* begin Task material *
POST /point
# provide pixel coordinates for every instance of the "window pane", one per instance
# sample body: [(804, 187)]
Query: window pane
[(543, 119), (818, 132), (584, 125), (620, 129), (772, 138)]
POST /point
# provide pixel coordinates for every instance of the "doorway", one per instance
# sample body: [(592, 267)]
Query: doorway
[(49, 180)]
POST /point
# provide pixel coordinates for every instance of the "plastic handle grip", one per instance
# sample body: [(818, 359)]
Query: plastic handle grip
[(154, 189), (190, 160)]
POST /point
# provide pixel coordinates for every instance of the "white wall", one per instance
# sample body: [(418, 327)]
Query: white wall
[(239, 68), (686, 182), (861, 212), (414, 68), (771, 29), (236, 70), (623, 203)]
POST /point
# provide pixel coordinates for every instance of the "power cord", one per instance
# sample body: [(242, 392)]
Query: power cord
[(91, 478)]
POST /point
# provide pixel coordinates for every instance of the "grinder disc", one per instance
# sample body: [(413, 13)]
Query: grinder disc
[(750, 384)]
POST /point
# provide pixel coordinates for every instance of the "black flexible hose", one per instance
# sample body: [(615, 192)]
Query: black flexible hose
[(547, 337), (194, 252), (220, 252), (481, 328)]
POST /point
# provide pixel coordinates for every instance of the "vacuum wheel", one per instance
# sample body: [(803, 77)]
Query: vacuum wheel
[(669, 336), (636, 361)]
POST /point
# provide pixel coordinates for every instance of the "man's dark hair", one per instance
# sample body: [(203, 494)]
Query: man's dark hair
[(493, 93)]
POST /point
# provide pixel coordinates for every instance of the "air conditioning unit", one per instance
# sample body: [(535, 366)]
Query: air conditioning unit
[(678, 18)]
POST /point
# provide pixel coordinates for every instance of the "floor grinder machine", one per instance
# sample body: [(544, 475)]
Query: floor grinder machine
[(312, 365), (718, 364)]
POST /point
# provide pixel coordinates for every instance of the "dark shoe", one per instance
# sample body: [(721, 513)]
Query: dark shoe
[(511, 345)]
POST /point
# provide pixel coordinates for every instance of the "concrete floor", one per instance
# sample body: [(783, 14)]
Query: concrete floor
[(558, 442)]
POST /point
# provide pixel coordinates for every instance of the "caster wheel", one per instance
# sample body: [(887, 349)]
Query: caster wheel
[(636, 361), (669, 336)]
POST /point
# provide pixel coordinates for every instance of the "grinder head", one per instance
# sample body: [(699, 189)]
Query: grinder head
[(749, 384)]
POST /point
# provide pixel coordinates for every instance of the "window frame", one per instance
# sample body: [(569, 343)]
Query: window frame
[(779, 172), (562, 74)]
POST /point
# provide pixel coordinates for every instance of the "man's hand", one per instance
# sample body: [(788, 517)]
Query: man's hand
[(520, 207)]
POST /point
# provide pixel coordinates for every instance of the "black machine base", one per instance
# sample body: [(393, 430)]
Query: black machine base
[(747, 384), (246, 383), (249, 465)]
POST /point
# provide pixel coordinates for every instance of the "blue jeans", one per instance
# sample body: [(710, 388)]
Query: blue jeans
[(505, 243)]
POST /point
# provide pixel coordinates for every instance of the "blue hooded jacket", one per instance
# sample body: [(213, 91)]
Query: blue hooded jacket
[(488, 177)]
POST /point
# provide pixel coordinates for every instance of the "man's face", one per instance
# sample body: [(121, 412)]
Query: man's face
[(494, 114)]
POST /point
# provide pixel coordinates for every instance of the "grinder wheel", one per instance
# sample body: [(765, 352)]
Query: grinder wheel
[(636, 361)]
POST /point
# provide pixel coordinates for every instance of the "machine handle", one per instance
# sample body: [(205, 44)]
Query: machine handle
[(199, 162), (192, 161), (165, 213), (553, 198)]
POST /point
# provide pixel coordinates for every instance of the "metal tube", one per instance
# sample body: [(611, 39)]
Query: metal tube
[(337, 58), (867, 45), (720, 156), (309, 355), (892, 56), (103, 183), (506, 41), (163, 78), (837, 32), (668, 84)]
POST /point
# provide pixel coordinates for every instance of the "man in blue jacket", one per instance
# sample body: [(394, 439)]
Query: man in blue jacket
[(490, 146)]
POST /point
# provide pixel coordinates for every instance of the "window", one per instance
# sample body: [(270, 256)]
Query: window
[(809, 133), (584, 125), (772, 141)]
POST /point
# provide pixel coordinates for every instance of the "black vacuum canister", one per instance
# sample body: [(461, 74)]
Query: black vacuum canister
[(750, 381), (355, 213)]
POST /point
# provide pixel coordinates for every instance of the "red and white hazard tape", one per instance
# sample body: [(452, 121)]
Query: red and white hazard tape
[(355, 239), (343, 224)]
* end Task material *
# Exercise details
Format the rows as a numbered list, from the first line through the line containing "[(547, 337), (194, 252), (220, 252), (481, 328)]", both included. Leave out any blank lines.

# Completed exercise
1. POST /point
2. # provide pixel coordinates for every instance of the "window pane", one per instance
3. # sample body: [(804, 187)]
4. Query: window pane
5. [(543, 119), (818, 132), (584, 125), (620, 129), (772, 138)]
6. POST /point
7. # provide pixel coordinates for every instance of the "doorway", one per instance
8. # sample body: [(592, 267)]
9. Query: doorway
10. [(49, 180)]
11. POST /point
12. # provide pixel coordinates for every instance of the "plastic handle grip", one per instance
13. # sample body: [(818, 359)]
14. Query: plastic handle grip
15. [(154, 189), (190, 160)]
16. POST /point
17. # provide pixel coordinates for every instance of the "white wall", one per instance
18. # sample body: [(418, 327)]
19. Query: white wall
20. [(239, 68), (686, 182), (861, 212), (414, 68), (771, 29), (236, 70), (623, 203)]
21. POST /point
22. # provide pixel coordinates for every instance of the "power cord", one per instance
23. # sample body: [(242, 392)]
24. Query: power cord
25. [(91, 478)]
26. POST /point
27. # provide pixel coordinates for every instance of the "grinder disc", one per instance
28. # sample body: [(413, 13)]
29. Query: grinder disc
30. [(750, 384)]
31. POST /point
32. # provide pixel coordinates for every instance of the "black flexible hose", one per instance
33. # sample body: [(615, 192)]
34. Query: black flexible hose
35. [(547, 337), (194, 252), (220, 252), (481, 328)]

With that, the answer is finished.